● What the task asks
Could you reproduce the items below word for word, starting at the line containing "white container, which" and stopping after the line containing "[(649, 379)]"? Include both of those lines and nothing else.

● Data to process
....................

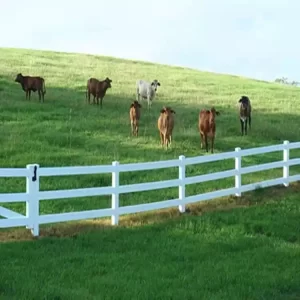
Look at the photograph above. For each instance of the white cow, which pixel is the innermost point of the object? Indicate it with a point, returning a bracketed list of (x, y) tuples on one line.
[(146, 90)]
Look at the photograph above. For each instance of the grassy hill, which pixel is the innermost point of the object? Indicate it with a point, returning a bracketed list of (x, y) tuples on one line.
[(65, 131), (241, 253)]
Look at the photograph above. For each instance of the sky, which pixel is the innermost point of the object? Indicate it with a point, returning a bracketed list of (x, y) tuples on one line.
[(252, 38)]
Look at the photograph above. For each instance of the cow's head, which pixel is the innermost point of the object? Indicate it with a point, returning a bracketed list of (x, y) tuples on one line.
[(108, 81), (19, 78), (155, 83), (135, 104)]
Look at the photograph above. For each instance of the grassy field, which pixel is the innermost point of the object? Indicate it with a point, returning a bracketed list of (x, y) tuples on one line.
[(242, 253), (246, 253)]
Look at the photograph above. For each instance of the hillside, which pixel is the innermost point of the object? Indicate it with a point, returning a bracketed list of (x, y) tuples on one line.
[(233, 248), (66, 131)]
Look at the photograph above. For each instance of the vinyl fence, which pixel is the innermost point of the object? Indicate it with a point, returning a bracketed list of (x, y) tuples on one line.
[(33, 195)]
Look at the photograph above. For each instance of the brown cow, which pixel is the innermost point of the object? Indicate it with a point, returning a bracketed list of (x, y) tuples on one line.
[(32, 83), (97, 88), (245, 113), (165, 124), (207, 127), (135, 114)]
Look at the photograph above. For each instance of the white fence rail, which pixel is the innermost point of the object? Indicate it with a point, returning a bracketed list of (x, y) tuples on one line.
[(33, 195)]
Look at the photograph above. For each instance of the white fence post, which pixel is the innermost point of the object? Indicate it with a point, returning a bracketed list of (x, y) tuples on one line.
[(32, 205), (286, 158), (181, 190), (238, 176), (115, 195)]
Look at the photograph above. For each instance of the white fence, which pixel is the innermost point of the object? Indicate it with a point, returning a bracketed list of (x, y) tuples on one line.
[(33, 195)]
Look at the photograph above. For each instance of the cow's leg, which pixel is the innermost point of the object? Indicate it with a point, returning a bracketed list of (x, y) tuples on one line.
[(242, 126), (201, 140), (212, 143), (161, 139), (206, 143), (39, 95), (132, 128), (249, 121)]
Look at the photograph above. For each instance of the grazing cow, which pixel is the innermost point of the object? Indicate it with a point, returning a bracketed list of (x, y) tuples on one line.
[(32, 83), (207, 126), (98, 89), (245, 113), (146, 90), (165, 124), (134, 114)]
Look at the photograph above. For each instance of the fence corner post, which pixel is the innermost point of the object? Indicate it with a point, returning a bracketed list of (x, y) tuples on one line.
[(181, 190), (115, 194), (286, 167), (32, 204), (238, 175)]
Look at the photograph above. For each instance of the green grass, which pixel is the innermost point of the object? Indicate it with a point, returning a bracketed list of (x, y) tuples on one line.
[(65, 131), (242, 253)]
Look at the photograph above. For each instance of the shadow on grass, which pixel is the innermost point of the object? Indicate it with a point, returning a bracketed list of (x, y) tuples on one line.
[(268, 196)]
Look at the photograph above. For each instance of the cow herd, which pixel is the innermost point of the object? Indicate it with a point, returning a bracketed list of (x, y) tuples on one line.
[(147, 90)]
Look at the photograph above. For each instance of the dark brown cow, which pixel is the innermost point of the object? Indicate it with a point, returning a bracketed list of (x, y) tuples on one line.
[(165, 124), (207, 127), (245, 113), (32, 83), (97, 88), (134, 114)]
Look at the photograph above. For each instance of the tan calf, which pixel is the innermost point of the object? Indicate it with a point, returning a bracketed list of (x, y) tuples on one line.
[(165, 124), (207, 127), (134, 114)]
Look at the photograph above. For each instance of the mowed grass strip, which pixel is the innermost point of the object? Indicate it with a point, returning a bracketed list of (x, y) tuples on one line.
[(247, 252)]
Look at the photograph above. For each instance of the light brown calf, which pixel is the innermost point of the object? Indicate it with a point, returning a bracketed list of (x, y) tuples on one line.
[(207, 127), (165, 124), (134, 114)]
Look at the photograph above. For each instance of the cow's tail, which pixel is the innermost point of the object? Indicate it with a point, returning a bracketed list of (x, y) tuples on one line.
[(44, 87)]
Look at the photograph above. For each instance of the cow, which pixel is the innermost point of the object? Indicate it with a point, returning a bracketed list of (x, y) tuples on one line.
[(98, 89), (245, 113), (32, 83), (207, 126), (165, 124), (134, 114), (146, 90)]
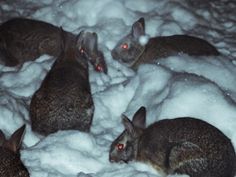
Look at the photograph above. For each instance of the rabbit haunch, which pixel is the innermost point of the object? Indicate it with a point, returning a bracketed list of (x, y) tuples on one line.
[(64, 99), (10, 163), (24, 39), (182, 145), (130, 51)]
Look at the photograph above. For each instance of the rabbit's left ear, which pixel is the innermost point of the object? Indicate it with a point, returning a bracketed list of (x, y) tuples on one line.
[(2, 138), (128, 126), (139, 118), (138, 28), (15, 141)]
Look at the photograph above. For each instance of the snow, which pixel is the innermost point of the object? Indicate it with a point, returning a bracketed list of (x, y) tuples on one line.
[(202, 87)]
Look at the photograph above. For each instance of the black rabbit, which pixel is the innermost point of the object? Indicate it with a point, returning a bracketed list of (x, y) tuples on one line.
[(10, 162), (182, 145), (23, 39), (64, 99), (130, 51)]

....................

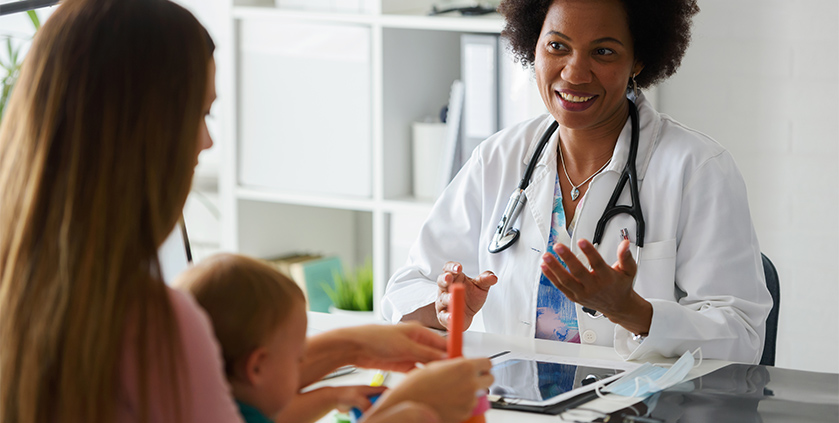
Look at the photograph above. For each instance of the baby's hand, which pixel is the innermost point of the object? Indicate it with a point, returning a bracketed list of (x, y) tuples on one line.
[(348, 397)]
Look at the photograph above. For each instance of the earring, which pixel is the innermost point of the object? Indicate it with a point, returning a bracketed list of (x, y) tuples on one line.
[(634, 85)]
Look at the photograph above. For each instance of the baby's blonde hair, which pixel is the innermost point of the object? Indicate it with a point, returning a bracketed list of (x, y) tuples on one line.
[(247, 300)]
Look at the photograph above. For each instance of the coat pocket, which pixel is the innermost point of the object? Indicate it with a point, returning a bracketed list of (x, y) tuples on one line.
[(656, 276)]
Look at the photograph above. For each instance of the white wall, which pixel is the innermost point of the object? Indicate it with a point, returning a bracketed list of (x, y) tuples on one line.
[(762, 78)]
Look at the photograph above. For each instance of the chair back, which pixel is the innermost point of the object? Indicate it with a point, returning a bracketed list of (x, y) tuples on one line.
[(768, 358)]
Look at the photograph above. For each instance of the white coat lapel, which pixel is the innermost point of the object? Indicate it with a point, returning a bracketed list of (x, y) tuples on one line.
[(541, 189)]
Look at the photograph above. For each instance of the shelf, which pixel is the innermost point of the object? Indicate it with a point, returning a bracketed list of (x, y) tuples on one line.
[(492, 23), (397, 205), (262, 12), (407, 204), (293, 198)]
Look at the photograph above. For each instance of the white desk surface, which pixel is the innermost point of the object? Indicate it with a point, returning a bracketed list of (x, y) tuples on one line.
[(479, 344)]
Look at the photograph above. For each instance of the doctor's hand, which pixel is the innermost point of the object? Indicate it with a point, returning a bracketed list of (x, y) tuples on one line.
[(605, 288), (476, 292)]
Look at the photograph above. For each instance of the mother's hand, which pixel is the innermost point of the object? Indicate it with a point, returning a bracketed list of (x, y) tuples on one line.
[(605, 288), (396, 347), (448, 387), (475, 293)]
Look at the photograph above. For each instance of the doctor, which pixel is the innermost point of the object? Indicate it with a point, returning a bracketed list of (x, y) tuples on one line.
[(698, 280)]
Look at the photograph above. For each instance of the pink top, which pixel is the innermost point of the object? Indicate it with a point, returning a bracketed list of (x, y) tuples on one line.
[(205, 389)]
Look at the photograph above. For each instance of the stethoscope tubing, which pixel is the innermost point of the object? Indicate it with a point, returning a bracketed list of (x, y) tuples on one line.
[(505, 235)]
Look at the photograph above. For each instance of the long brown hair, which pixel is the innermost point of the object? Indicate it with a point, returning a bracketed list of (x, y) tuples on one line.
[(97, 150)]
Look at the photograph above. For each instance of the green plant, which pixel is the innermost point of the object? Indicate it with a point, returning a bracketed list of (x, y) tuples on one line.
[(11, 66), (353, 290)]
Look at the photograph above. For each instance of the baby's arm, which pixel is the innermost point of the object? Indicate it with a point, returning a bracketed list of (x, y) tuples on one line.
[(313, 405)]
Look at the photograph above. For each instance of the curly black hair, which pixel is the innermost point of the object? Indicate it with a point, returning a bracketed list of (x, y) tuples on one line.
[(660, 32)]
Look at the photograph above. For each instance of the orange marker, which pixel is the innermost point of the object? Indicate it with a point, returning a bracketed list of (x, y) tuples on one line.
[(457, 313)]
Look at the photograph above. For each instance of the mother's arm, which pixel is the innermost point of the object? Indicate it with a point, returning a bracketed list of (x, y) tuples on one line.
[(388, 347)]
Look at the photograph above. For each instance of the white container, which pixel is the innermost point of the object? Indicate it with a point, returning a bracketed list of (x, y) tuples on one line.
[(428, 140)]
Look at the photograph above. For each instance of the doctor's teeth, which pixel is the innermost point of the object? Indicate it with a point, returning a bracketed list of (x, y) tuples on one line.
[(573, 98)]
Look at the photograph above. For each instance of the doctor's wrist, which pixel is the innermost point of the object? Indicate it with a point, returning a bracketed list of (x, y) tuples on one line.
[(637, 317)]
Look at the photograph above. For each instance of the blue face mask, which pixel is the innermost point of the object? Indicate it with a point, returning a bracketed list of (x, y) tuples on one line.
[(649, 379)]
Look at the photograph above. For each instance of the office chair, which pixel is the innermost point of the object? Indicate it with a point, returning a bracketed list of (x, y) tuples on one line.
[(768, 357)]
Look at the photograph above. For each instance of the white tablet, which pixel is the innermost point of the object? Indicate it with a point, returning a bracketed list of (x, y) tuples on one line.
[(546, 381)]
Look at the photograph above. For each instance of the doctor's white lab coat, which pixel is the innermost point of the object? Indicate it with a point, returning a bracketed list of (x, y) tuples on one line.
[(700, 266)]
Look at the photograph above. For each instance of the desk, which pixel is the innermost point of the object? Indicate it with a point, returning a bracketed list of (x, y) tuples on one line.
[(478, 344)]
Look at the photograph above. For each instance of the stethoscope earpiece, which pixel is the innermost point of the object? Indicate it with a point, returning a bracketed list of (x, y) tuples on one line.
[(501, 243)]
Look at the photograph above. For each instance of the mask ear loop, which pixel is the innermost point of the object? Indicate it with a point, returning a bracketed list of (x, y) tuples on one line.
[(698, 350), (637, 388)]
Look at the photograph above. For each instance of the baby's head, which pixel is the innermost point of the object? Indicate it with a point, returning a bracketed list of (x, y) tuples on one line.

....................

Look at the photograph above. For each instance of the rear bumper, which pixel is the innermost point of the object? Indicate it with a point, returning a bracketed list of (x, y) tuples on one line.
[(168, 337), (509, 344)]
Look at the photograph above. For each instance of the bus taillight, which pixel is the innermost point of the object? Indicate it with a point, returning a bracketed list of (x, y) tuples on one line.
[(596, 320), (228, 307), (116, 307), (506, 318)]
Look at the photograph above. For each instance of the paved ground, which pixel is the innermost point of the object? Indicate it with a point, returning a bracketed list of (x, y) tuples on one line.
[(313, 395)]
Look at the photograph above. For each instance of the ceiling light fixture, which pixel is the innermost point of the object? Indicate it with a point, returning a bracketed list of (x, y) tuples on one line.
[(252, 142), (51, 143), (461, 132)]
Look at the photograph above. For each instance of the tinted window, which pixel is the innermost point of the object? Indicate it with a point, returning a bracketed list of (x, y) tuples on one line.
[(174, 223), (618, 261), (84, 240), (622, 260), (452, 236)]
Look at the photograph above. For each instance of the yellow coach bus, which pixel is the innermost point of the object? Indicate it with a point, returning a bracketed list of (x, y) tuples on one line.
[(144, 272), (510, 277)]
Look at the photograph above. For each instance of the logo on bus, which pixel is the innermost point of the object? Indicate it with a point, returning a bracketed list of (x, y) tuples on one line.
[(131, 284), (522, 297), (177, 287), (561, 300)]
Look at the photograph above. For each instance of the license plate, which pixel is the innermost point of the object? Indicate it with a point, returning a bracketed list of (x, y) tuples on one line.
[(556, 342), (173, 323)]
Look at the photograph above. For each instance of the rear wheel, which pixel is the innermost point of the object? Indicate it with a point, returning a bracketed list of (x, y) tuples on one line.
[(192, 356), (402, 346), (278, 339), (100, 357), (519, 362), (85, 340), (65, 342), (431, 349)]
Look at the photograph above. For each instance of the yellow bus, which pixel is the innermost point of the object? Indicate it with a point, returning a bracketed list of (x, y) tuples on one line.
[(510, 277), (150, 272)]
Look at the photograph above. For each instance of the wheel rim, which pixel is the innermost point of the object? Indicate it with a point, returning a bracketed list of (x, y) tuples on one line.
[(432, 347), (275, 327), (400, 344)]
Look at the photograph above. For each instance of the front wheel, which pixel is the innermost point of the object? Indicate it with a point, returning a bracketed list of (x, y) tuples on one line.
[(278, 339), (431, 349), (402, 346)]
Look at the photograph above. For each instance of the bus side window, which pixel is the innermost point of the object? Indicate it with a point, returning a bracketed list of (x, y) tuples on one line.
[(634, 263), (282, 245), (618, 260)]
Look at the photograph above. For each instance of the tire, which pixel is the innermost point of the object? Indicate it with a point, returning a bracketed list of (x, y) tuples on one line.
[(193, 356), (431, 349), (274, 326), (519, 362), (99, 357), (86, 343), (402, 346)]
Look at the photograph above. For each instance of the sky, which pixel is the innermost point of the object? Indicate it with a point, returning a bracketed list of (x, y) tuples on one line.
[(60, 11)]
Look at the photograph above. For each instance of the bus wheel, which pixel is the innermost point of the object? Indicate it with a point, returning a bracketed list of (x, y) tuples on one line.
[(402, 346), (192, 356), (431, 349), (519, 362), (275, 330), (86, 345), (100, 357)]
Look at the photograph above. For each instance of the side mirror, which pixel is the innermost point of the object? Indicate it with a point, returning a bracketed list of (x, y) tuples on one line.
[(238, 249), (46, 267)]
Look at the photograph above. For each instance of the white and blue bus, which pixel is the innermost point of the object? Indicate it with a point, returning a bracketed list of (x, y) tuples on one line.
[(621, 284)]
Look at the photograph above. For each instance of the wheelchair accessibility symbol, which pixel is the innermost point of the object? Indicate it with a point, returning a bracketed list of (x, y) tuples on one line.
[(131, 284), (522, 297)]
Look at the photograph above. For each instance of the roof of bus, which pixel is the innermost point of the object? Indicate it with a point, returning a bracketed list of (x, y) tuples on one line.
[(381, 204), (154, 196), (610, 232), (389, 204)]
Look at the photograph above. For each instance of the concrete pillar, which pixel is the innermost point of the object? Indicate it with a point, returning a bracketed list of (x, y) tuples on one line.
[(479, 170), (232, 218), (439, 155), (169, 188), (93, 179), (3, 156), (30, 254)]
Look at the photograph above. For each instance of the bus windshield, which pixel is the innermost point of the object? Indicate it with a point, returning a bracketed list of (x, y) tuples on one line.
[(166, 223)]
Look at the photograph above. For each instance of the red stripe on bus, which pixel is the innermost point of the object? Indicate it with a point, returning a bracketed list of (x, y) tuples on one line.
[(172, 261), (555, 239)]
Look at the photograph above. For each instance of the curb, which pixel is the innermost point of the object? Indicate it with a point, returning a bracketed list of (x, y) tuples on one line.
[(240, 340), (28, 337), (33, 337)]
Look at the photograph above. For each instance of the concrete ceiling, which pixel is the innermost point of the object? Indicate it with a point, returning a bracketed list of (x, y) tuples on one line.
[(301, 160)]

....................

● Solution to the problem
Look at the photograph above. For each instance of the white container, which pixel is the innermost point of the object? Indicate it with a point, returning a bracketed list of (x, y) tuples on one line.
[(428, 140)]
Look at the photograph above. For each instance of the doctor's teeth, which pixel is the innermost point of the object? Indicate it with a point, returning a bracketed list of (x, y) tuples on one line.
[(573, 98)]
Look at the photograph above. For each instance of the doctor's wrist, which pixel is the innermost point of the object? Indicate it with a point, returning a bracketed list of (x, y) tuples on one line.
[(637, 317)]
Look at the photograph above. For each instance of the blue face mask, which pixel is the innermost point of the object? Indicate it with a point, returning a bracketed list of (x, y) tuples on one line.
[(649, 379)]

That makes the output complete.